# GIVEN EXERCISE:
Locate every row below that contains the word "trousers" and copy each of those rows out in full. Case counts.

# ROWS:
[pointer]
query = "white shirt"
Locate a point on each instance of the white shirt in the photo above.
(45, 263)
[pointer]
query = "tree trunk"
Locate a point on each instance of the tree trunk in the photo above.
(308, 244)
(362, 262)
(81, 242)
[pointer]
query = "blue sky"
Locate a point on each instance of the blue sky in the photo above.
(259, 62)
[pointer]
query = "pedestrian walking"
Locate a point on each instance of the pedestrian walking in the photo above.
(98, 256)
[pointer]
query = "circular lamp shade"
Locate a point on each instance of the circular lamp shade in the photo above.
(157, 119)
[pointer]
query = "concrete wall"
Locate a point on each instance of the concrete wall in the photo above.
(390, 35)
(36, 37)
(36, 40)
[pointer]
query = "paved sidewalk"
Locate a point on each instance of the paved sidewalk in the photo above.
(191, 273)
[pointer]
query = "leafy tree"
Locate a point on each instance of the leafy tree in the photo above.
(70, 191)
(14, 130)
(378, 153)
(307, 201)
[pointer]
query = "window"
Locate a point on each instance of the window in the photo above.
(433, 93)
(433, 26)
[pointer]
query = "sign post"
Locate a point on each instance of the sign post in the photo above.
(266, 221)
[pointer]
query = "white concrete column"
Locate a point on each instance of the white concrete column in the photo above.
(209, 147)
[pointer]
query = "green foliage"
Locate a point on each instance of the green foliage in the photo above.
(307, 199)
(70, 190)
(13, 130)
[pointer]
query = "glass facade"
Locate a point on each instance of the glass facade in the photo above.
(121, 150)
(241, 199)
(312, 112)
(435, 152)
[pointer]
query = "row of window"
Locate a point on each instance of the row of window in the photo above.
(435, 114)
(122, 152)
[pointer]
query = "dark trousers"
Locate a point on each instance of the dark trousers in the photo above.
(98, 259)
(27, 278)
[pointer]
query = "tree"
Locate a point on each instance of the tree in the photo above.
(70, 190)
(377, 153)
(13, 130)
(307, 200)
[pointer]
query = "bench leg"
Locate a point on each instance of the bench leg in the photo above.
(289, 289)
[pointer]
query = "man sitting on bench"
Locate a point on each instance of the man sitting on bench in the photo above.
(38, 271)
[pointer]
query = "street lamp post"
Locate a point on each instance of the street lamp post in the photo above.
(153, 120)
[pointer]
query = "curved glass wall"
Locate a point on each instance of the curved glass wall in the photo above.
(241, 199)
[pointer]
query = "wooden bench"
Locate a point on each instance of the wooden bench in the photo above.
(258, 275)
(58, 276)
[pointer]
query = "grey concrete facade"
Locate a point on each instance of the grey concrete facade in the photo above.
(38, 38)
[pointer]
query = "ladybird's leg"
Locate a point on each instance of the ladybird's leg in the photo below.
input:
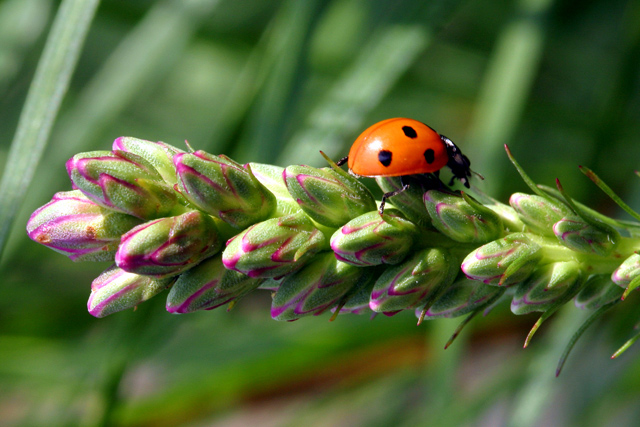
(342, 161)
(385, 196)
--
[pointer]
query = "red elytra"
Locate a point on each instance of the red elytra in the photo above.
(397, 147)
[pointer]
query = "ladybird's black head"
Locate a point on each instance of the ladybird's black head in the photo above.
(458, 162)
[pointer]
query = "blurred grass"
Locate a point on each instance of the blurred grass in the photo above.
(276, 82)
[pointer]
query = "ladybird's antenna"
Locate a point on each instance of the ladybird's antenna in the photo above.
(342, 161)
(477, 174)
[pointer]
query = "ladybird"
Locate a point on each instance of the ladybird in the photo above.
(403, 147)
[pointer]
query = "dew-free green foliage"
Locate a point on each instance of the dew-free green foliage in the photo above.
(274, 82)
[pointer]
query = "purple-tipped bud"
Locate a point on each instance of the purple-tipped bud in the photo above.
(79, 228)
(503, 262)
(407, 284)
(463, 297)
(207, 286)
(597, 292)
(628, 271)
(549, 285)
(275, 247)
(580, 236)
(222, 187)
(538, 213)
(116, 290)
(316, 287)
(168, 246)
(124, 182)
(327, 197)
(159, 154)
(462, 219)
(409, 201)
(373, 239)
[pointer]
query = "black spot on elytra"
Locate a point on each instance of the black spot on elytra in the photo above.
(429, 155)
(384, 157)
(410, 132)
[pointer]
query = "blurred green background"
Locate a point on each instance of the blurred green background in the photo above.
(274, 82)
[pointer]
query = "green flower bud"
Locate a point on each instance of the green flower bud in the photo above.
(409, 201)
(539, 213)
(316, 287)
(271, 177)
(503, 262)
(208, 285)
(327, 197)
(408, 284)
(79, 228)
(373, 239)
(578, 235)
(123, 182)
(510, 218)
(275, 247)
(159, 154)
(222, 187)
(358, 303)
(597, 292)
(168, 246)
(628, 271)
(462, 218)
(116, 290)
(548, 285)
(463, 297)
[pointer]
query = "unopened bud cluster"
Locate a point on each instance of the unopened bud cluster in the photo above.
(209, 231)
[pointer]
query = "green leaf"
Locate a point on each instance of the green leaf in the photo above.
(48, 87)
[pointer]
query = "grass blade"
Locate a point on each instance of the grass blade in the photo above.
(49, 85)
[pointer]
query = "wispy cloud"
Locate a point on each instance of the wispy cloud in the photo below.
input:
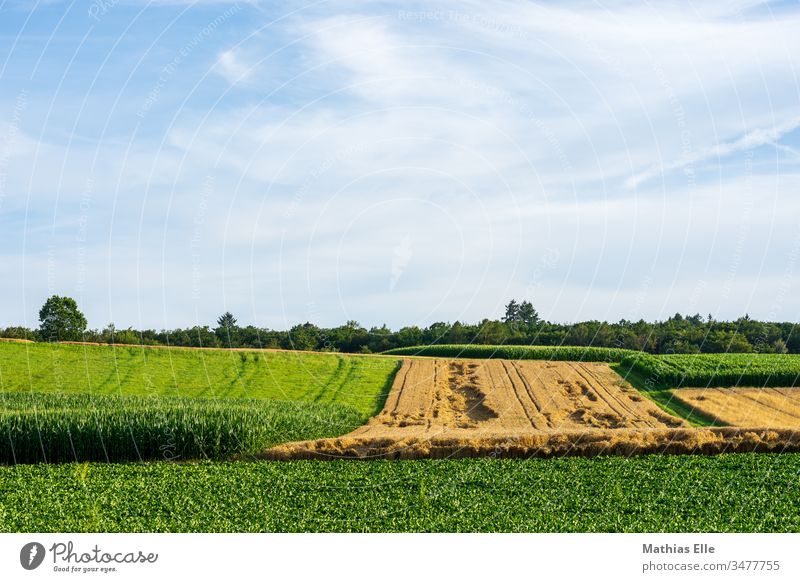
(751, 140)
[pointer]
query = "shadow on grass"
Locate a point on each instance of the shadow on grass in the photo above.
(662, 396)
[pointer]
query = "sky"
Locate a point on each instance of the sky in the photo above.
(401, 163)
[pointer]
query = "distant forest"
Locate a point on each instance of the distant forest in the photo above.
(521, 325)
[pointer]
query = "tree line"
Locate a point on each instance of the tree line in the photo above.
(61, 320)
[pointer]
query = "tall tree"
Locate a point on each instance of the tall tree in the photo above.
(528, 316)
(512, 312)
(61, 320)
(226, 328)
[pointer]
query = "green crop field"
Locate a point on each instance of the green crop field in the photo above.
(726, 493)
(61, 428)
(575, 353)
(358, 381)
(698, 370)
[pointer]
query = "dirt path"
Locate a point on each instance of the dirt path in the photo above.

# SOLUTION TO THIS EXERCISE:
query = "dark trousers"
Locate a point on each instance of the dark trousers in the photo above.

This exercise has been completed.